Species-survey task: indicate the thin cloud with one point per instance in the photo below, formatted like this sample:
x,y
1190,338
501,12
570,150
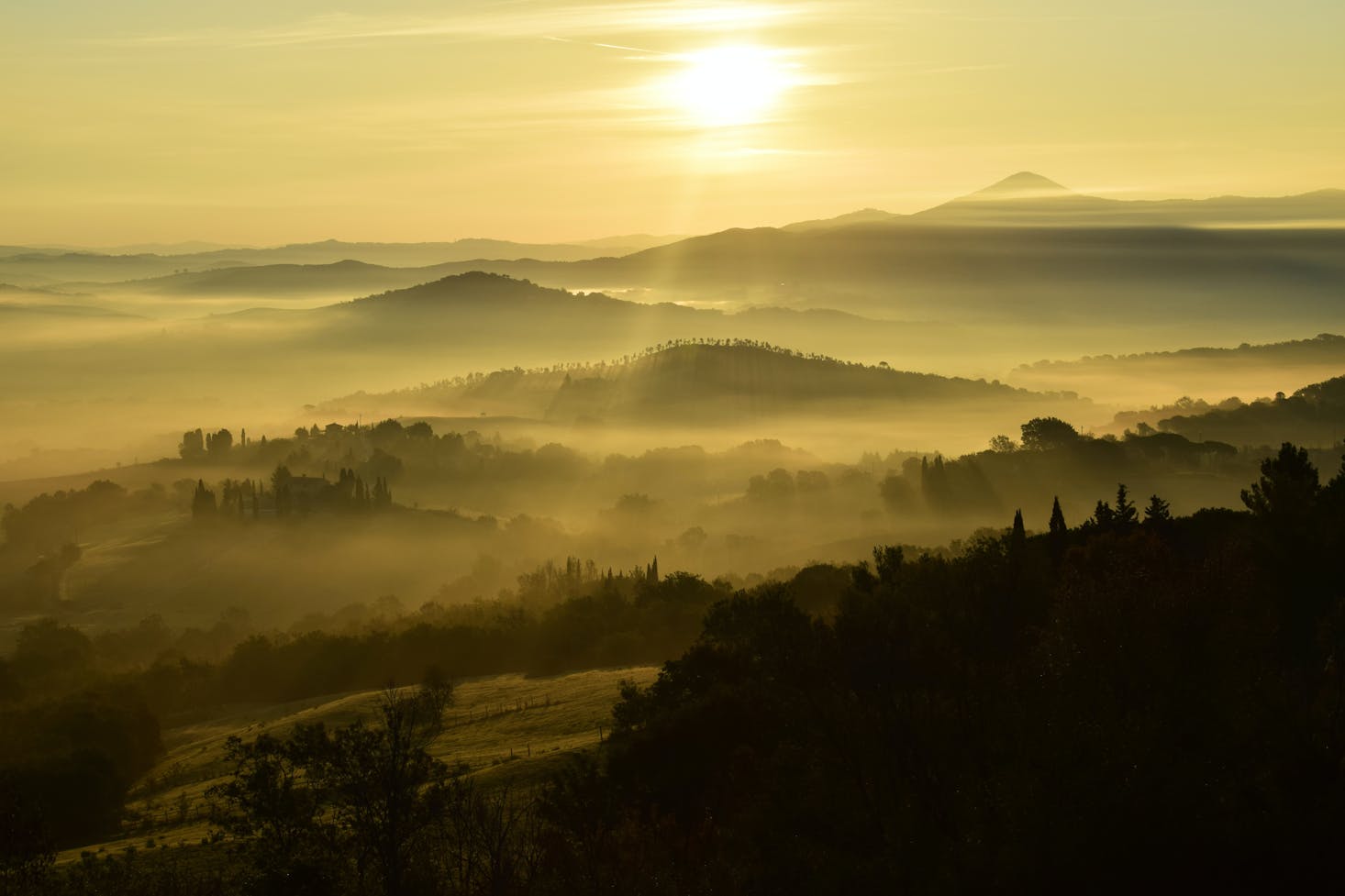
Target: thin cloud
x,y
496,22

##########

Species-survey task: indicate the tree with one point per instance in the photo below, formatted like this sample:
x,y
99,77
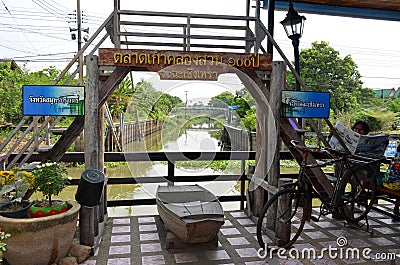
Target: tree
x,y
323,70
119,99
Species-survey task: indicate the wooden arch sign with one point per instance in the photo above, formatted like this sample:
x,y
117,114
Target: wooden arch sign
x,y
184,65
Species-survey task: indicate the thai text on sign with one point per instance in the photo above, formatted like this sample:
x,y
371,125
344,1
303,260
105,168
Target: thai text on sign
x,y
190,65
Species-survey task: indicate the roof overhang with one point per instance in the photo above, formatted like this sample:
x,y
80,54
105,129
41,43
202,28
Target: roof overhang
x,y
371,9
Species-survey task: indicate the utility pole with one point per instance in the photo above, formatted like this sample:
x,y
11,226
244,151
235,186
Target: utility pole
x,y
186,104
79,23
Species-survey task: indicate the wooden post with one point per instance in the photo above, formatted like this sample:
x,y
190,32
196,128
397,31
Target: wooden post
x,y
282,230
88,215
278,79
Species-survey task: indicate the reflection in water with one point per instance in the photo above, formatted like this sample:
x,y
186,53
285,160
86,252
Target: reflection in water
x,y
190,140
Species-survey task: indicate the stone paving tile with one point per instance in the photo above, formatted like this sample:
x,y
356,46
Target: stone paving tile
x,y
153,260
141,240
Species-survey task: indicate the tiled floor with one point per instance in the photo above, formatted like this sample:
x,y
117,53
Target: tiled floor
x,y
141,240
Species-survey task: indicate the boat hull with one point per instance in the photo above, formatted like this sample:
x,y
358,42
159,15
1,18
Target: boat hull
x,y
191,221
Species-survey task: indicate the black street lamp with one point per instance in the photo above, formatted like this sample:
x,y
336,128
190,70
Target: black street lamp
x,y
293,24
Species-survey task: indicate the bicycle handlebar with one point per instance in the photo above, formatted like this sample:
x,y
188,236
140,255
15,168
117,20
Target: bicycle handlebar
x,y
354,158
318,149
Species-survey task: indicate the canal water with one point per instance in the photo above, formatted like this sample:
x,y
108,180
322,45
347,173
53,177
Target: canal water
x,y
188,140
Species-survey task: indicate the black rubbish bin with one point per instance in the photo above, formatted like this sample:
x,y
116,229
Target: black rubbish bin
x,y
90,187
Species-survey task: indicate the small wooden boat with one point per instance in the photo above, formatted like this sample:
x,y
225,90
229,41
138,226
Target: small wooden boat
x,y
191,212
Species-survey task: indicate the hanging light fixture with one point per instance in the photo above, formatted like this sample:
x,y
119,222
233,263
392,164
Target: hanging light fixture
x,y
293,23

##########

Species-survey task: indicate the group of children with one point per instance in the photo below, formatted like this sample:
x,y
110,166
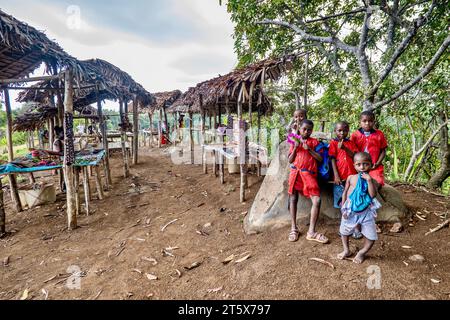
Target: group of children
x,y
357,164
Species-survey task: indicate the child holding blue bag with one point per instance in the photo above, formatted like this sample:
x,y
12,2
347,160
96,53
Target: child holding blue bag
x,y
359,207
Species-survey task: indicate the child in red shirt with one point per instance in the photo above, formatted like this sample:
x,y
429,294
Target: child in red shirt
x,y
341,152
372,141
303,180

##########

▶ **Requirements**
Count the lines in the entries above that contain the word "rubbish", with case counting, and give only that number.

▶ **Full solution**
2